Select every line containing the word "loose" from the material, and copy those lines.

════

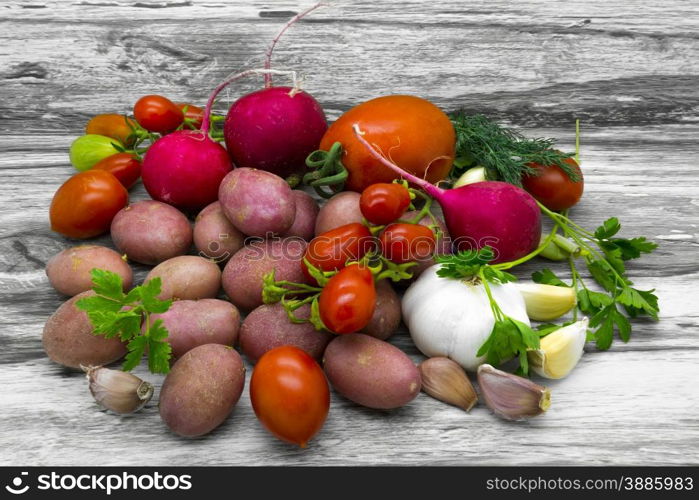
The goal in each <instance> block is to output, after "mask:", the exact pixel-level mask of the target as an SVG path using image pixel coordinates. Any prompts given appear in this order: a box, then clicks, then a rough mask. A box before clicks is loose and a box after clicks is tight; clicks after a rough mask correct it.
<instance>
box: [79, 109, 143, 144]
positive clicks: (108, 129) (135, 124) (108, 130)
mask: <svg viewBox="0 0 699 500" xmlns="http://www.w3.org/2000/svg"><path fill="white" fill-rule="evenodd" d="M136 126H137V125H136V122H135V121H133V120H132V119H131V118H129V117H127V116H124V115H116V114H111V113H110V114H104V115H96V116H93V117H92V118H91V119H90V121H89V122H87V125H86V126H85V133H86V134H97V135H104V136H106V137H111V138H112V139H116V140H118V141H119V142H121V143H122V144H123V145H124V146H127V147H130V146H133V143H134V142H136V134H135V133H134V131H133V127H136Z"/></svg>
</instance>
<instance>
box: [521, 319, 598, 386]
mask: <svg viewBox="0 0 699 500" xmlns="http://www.w3.org/2000/svg"><path fill="white" fill-rule="evenodd" d="M587 323H588V320H587V318H583V319H582V320H580V321H576V322H575V323H572V324H570V325H568V326H564V327H563V328H559V329H558V330H555V331H554V332H552V333H550V334H548V335H547V336H546V337H544V338H542V339H541V341H540V342H539V349H538V350H536V351H529V353H528V357H529V364H530V366H531V368H532V369H533V370H534V371H535V372H536V373H537V374H538V375H541V376H542V377H546V378H553V379H557V378H563V377H565V376H566V375H568V374H569V373H570V372H571V371H572V370H573V368H575V365H577V364H578V361H580V358H581V357H582V355H583V349H584V348H585V341H586V340H587Z"/></svg>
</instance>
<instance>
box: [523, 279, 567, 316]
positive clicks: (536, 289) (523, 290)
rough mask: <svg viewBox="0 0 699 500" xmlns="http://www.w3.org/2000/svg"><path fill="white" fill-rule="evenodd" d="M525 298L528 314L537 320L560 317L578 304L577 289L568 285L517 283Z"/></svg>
mask: <svg viewBox="0 0 699 500" xmlns="http://www.w3.org/2000/svg"><path fill="white" fill-rule="evenodd" d="M517 288H518V289H519V293H521V294H522V297H523V298H524V305H525V306H526V308H527V316H529V319H533V320H535V321H550V320H553V319H556V318H560V317H561V316H563V315H564V314H565V313H567V312H568V311H570V310H571V309H572V308H573V307H575V304H576V296H575V289H574V288H572V287H568V286H553V285H542V284H539V283H517Z"/></svg>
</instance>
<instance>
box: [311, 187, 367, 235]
mask: <svg viewBox="0 0 699 500" xmlns="http://www.w3.org/2000/svg"><path fill="white" fill-rule="evenodd" d="M359 198H360V194H359V193H355V192H354V191H343V192H342V193H338V194H336V195H335V196H333V197H332V198H330V199H329V200H328V201H327V203H325V205H323V206H322V207H321V208H320V211H319V212H318V216H317V217H316V229H315V233H316V236H318V235H319V234H323V233H327V232H328V231H330V230H331V229H335V228H337V227H340V226H344V225H346V224H352V223H354V222H359V223H360V224H361V222H362V220H363V216H362V211H361V210H360V209H359Z"/></svg>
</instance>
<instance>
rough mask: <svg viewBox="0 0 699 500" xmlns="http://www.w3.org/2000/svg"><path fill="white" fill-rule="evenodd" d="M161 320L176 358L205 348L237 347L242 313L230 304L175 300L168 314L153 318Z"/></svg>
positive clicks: (200, 300)
mask: <svg viewBox="0 0 699 500" xmlns="http://www.w3.org/2000/svg"><path fill="white" fill-rule="evenodd" d="M158 319H162V320H163V323H164V324H165V328H167V331H168V332H169V335H168V338H167V340H168V342H170V346H171V347H172V354H173V356H174V357H175V358H181V357H182V356H183V355H184V354H185V353H186V352H188V351H191V350H192V349H194V348H195V347H197V346H200V345H204V344H221V345H227V346H231V347H232V346H234V345H235V343H236V341H237V340H238V330H240V313H239V312H238V309H237V308H236V307H235V306H234V305H233V304H231V303H230V302H228V301H225V300H218V299H201V300H176V301H175V302H173V303H172V305H171V306H170V309H168V310H167V311H166V312H164V313H162V314H153V315H151V322H153V321H155V320H158Z"/></svg>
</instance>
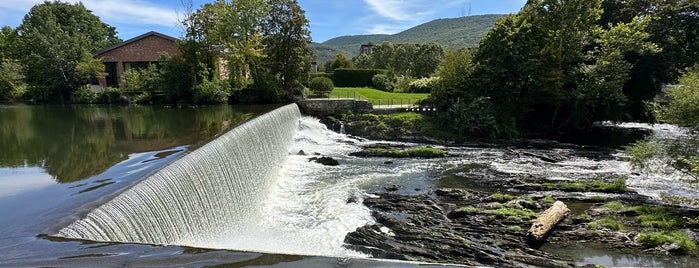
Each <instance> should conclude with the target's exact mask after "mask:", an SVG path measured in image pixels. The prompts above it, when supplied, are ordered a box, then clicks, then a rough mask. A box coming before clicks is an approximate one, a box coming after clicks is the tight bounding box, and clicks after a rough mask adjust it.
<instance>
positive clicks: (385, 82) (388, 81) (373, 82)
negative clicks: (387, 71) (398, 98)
mask: <svg viewBox="0 0 699 268" xmlns="http://www.w3.org/2000/svg"><path fill="white" fill-rule="evenodd" d="M371 83H372V84H373V85H374V87H375V88H376V89H379V90H383V91H387V92H392V91H393V88H394V87H395V81H394V79H392V78H390V77H388V75H386V74H377V75H374V77H372V78H371Z"/></svg>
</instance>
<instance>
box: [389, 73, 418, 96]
mask: <svg viewBox="0 0 699 268" xmlns="http://www.w3.org/2000/svg"><path fill="white" fill-rule="evenodd" d="M414 80H415V79H414V78H412V77H409V76H404V77H400V78H398V79H396V86H395V87H394V88H393V91H395V92H407V90H408V87H409V86H410V83H411V82H413V81H414Z"/></svg>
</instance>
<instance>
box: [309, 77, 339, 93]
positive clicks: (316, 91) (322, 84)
mask: <svg viewBox="0 0 699 268" xmlns="http://www.w3.org/2000/svg"><path fill="white" fill-rule="evenodd" d="M310 88H311V90H313V91H314V92H324V91H327V92H330V91H333V89H335V85H333V81H332V80H330V78H327V77H316V78H313V79H312V80H311V84H310Z"/></svg>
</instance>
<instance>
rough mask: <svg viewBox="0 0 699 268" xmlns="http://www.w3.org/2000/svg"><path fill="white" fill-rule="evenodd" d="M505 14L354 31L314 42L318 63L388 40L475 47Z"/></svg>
mask: <svg viewBox="0 0 699 268" xmlns="http://www.w3.org/2000/svg"><path fill="white" fill-rule="evenodd" d="M503 16H505V15H478V16H468V17H461V18H453V19H437V20H433V21H430V22H428V23H425V24H421V25H418V26H415V27H413V28H410V29H408V30H405V31H402V32H400V33H397V34H391V35H389V34H372V35H351V36H341V37H336V38H333V39H330V40H328V41H325V42H323V43H313V45H312V47H313V48H314V49H315V50H316V52H317V54H318V63H319V64H322V63H324V62H326V61H328V60H331V59H335V57H336V56H337V54H344V55H345V56H346V57H347V58H352V57H355V56H357V55H359V47H360V46H361V45H362V44H368V43H372V44H381V43H383V42H385V41H388V42H391V43H394V44H402V43H415V44H425V43H438V44H441V45H443V46H444V47H445V48H449V47H451V48H454V49H459V48H464V47H474V46H476V45H478V42H479V41H480V40H481V38H483V36H485V34H486V33H488V31H489V30H490V28H491V27H493V25H495V22H496V21H497V20H498V19H499V18H501V17H503Z"/></svg>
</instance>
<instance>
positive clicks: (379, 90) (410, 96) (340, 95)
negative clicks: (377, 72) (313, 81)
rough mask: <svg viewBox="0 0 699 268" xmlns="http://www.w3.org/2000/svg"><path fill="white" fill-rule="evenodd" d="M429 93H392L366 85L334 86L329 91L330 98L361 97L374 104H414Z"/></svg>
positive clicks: (393, 104)
mask: <svg viewBox="0 0 699 268" xmlns="http://www.w3.org/2000/svg"><path fill="white" fill-rule="evenodd" d="M429 95H430V94H427V93H392V92H385V91H381V90H378V89H373V88H366V87H363V88H355V87H336V88H335V89H334V90H333V92H331V93H330V97H331V98H363V99H367V100H369V102H371V103H372V104H374V105H386V104H393V105H399V104H403V105H406V104H415V103H416V102H418V101H420V100H423V99H426V98H427V97H428V96H429Z"/></svg>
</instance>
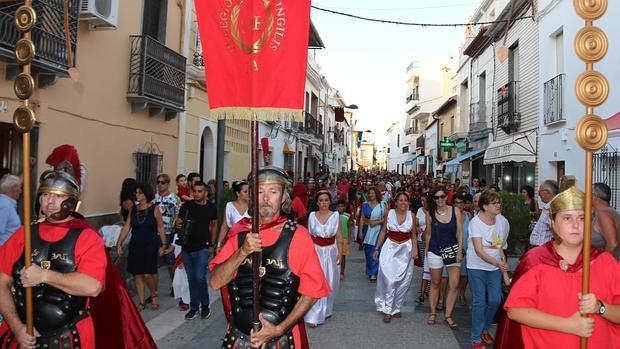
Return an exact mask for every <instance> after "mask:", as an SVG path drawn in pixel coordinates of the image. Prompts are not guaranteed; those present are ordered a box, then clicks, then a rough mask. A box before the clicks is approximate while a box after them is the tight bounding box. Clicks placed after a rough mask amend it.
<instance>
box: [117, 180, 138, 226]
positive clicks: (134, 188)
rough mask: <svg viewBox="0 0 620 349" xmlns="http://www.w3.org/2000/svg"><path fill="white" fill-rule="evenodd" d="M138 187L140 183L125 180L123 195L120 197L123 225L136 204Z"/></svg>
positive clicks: (122, 193)
mask: <svg viewBox="0 0 620 349" xmlns="http://www.w3.org/2000/svg"><path fill="white" fill-rule="evenodd" d="M137 186H138V182H136V180H135V179H133V178H125V179H124V180H123V185H122V186H121V195H120V206H121V217H122V222H123V224H124V223H125V221H126V220H127V216H128V215H129V211H130V210H131V208H132V207H133V206H134V204H135V201H136V187H137Z"/></svg>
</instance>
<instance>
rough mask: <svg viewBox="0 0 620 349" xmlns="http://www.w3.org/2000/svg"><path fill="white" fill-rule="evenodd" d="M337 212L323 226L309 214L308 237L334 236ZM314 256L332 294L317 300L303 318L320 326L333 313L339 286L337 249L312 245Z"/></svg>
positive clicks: (335, 233) (339, 269) (331, 314)
mask: <svg viewBox="0 0 620 349" xmlns="http://www.w3.org/2000/svg"><path fill="white" fill-rule="evenodd" d="M339 216H340V215H339V214H338V212H334V213H332V215H331V216H330V217H329V218H328V219H327V222H326V223H325V224H321V222H319V220H318V219H317V218H316V215H315V212H312V213H310V216H309V217H308V231H309V232H310V235H313V236H317V237H321V238H330V237H334V236H336V234H337V232H338V222H339V221H340V218H339ZM314 248H315V250H316V254H317V255H318V257H319V262H320V263H321V268H322V269H323V274H325V278H326V279H327V284H328V285H329V287H330V288H331V290H332V292H331V293H330V295H329V296H327V297H323V298H321V299H319V300H318V301H317V302H316V303H314V306H312V309H310V310H309V311H308V312H307V313H306V315H305V316H304V321H305V322H307V323H311V324H317V325H318V324H322V323H324V322H325V319H326V318H328V317H330V316H331V315H332V313H333V311H334V301H335V300H336V295H337V294H338V287H339V286H340V266H339V265H338V264H337V262H338V247H337V246H336V243H335V242H334V244H333V245H329V246H319V245H316V244H315V245H314Z"/></svg>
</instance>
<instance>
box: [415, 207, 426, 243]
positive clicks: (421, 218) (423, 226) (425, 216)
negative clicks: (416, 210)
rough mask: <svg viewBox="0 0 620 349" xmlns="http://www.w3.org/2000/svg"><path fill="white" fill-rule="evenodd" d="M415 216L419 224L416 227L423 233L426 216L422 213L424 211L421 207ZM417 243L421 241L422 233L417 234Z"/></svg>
mask: <svg viewBox="0 0 620 349" xmlns="http://www.w3.org/2000/svg"><path fill="white" fill-rule="evenodd" d="M415 216H416V218H417V219H418V223H420V225H419V226H418V227H419V228H420V231H421V232H424V229H426V214H425V213H424V209H423V208H422V207H420V208H418V212H416V214H415ZM418 241H422V233H419V234H418Z"/></svg>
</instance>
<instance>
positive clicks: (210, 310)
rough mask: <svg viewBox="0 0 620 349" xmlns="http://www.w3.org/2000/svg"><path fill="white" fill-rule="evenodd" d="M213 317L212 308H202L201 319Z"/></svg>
mask: <svg viewBox="0 0 620 349" xmlns="http://www.w3.org/2000/svg"><path fill="white" fill-rule="evenodd" d="M209 316H211V307H201V308H200V318H201V319H208V318H209Z"/></svg>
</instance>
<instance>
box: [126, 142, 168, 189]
mask: <svg viewBox="0 0 620 349" xmlns="http://www.w3.org/2000/svg"><path fill="white" fill-rule="evenodd" d="M133 159H134V162H135V165H136V181H137V182H138V183H147V184H150V185H151V186H152V187H153V188H155V184H156V182H157V175H158V174H160V173H162V172H163V171H164V154H163V153H162V152H161V150H160V149H159V147H158V146H157V144H155V143H147V144H145V145H144V146H143V147H142V149H140V150H139V151H137V152H135V153H133Z"/></svg>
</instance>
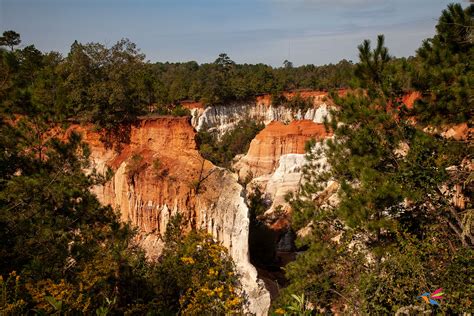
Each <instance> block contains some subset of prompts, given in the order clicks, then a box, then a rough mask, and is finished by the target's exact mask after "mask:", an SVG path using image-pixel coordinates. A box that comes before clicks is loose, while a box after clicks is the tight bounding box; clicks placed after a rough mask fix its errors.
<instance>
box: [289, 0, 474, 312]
mask: <svg viewBox="0 0 474 316" xmlns="http://www.w3.org/2000/svg"><path fill="white" fill-rule="evenodd" d="M449 8H454V7H452V6H449V7H448V9H449ZM467 12H469V11H468V10H467ZM443 14H444V15H446V13H443ZM440 31H442V30H441V29H440V28H438V32H440ZM438 35H439V34H438ZM438 35H437V36H438ZM446 49H447V52H449V54H454V53H455V52H456V53H457V54H458V57H459V58H458V62H454V61H453V60H451V61H450V62H452V64H450V65H449V67H448V68H447V69H445V71H447V72H450V71H452V70H450V69H449V68H450V67H452V68H454V69H460V68H461V67H464V64H463V61H465V60H466V58H467V57H468V56H469V54H470V51H471V47H470V48H469V49H468V50H464V52H458V51H457V46H452V47H451V48H449V49H448V48H446ZM450 49H451V50H453V51H451V50H450ZM359 53H360V58H361V61H360V63H359V64H358V65H357V74H358V76H359V78H358V79H359V81H360V82H361V85H362V86H363V87H364V88H365V89H364V90H358V91H355V92H353V93H349V94H348V95H347V96H346V97H342V98H341V97H338V96H336V95H335V96H334V98H335V103H336V104H338V106H339V109H338V110H337V111H334V113H333V115H332V117H333V121H332V122H331V123H328V128H331V129H332V131H333V132H334V138H333V139H330V140H328V141H327V142H326V143H325V144H324V145H322V146H315V144H314V143H313V144H310V145H311V146H310V147H311V148H312V150H311V151H310V153H309V154H308V158H309V163H308V166H307V167H306V169H305V182H304V183H303V185H302V186H301V188H300V191H299V192H298V194H296V195H295V196H293V197H291V198H290V203H291V204H292V206H293V224H294V228H295V229H297V230H298V229H299V230H301V233H303V232H304V233H303V235H302V237H300V238H299V240H298V241H297V243H298V245H299V246H300V247H302V249H306V250H305V251H304V252H303V253H302V254H301V255H300V256H298V258H297V260H296V261H295V262H294V263H291V264H289V265H288V266H287V268H286V270H287V276H288V277H289V279H290V281H291V282H290V286H289V287H288V288H287V289H285V291H284V295H283V296H282V298H281V304H282V305H283V306H284V305H285V302H286V303H288V302H289V300H290V294H297V295H300V294H304V295H305V297H306V298H307V299H308V300H309V302H311V303H312V304H314V305H315V306H317V307H318V308H323V309H325V310H326V312H328V311H330V310H332V311H339V312H341V311H345V312H349V313H356V314H367V313H368V314H387V313H394V312H396V311H397V310H399V309H400V308H406V307H407V306H408V305H411V304H415V303H416V297H417V295H419V294H420V293H422V292H425V291H428V292H430V289H431V290H434V289H436V288H437V287H443V288H444V289H445V291H446V292H448V291H449V292H450V293H451V295H453V297H454V296H455V297H457V300H458V301H457V302H456V303H454V302H449V301H448V302H446V303H444V305H443V306H442V307H441V308H442V311H444V312H449V313H461V312H463V311H466V310H467V308H468V306H469V304H470V303H469V302H470V300H472V294H471V293H472V290H473V287H472V286H468V288H469V292H466V291H465V284H466V281H464V282H463V281H462V280H461V279H460V278H459V277H458V276H459V275H465V276H466V278H467V279H466V280H469V281H468V282H467V283H468V284H472V280H473V278H474V273H473V272H474V271H473V269H472V267H470V264H469V261H470V260H469V258H472V255H473V247H474V243H473V239H472V237H473V235H472V201H469V199H468V197H469V196H470V195H471V196H472V180H469V174H471V173H470V172H469V171H468V169H466V168H465V166H466V163H465V162H466V159H467V161H470V159H472V154H470V148H471V147H470V144H469V142H454V141H452V140H449V139H443V138H440V137H437V136H435V135H432V134H428V133H426V132H424V131H423V130H422V128H421V127H419V126H417V125H413V123H412V121H410V120H407V117H406V116H405V115H404V111H400V110H401V109H403V106H402V105H401V104H400V103H399V100H401V96H402V95H401V94H400V93H401V91H397V90H394V89H393V88H392V86H391V85H390V84H385V83H387V82H388V83H389V82H390V79H389V78H387V75H388V74H387V72H384V64H385V63H386V62H388V57H383V56H388V51H387V50H386V48H385V47H383V37H379V41H378V45H377V47H376V48H375V49H374V50H371V48H370V42H369V41H364V43H363V44H362V45H360V46H359ZM447 54H448V53H447ZM429 65H430V64H429V63H428V64H425V65H424V67H427V68H426V69H429V68H428V67H429ZM445 65H446V64H445ZM456 78H457V77H456ZM457 82H458V81H449V80H448V81H446V82H444V83H443V85H444V86H445V89H444V92H445V93H446V95H445V96H444V97H445V98H448V99H456V97H455V95H453V94H454V93H455V91H457V90H456V87H455V86H456V85H457ZM422 92H426V91H422ZM437 102H440V100H439V99H435V100H434V101H433V104H437ZM426 111H431V112H432V115H433V116H436V115H439V114H440V112H439V108H438V107H437V106H433V107H430V108H427V109H426ZM321 154H324V156H325V157H326V159H327V161H328V165H329V169H326V170H325V169H321V165H320V161H319V160H318V158H319V157H321ZM468 164H469V163H468ZM453 170H455V171H453ZM452 179H455V180H452ZM329 181H334V182H335V183H337V184H338V189H337V197H338V200H339V201H338V203H336V204H334V203H333V204H328V203H327V202H325V199H324V196H325V195H328V194H330V192H329V191H328V189H326V188H327V186H328V183H333V182H329ZM459 183H464V186H463V194H464V195H465V197H466V198H467V200H466V201H467V205H466V208H465V209H462V208H460V207H458V206H456V205H455V204H454V203H453V202H452V200H451V197H452V195H449V193H448V192H449V191H446V190H444V191H443V189H442V188H443V187H446V188H448V189H451V188H453V186H454V185H455V184H459ZM324 189H326V190H325V191H324ZM300 235H301V234H300ZM461 288H462V289H461ZM460 289H461V290H460Z"/></svg>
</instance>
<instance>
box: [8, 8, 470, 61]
mask: <svg viewBox="0 0 474 316" xmlns="http://www.w3.org/2000/svg"><path fill="white" fill-rule="evenodd" d="M450 2H452V1H446V0H238V1H237V0H0V31H1V32H3V31H5V30H9V29H13V30H15V31H17V32H19V33H20V34H21V36H22V41H23V43H22V44H24V45H29V44H34V45H35V46H36V47H37V48H39V49H40V50H42V51H50V50H55V51H59V52H61V53H63V54H66V53H67V52H68V51H69V48H70V45H71V44H72V42H73V41H74V40H78V41H79V42H83V43H86V42H100V43H103V44H106V45H108V46H111V45H113V44H114V43H115V42H116V41H117V40H119V39H121V38H129V39H130V40H131V41H132V42H134V43H136V44H137V46H138V47H139V48H140V49H141V51H142V52H143V53H145V54H146V56H147V59H149V60H151V61H188V60H196V61H197V62H199V63H203V62H211V61H213V60H215V59H216V57H217V55H218V54H219V53H221V52H226V53H227V54H228V55H229V56H230V57H231V59H233V60H234V61H236V62H238V63H265V64H270V65H273V66H280V65H281V64H282V62H283V61H284V60H285V59H289V60H291V61H292V62H293V63H294V64H295V65H302V64H316V65H320V64H326V63H330V62H332V63H335V62H337V61H339V60H341V59H343V58H345V59H348V60H353V61H357V45H358V44H360V43H361V42H362V41H363V40H364V39H366V38H369V39H372V40H374V39H375V38H376V36H377V34H381V33H383V34H385V37H386V43H387V46H388V47H389V49H390V53H391V54H392V55H395V56H398V57H401V56H410V55H413V54H414V53H415V50H416V49H417V48H418V47H419V46H420V44H421V41H422V40H423V39H425V38H427V37H430V36H432V35H433V34H434V27H435V25H436V19H437V18H438V17H439V15H440V14H441V11H442V10H443V9H444V8H445V7H446V6H447V4H448V3H450ZM464 4H465V5H467V2H464Z"/></svg>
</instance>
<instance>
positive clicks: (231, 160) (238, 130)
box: [196, 120, 264, 167]
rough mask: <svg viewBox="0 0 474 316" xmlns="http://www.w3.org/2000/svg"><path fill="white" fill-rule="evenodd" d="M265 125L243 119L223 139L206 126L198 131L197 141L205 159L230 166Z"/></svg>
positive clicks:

════

» **Completed exercise**:
The goal in each <instance> block is to output, after "mask:", the exact pixel-level mask of the target as an SVG path using image pixel coordinates. Any prompts given appear in this order: a box, then clicks, then a rough mask. A box before clicks is loose and a box after clicks is tight; clicks after a rough mask correct it.
Each <instance> block contains some subset of prompts, given in the order clicks, then a box, then a rough mask, and is finished by the target's exact mask after "mask:", an SVG path using image-pixel coordinates. A box that comes before clicks is loose, while a box after clicks is the tight bounding box; clicks placed after a rough mask fix its errors.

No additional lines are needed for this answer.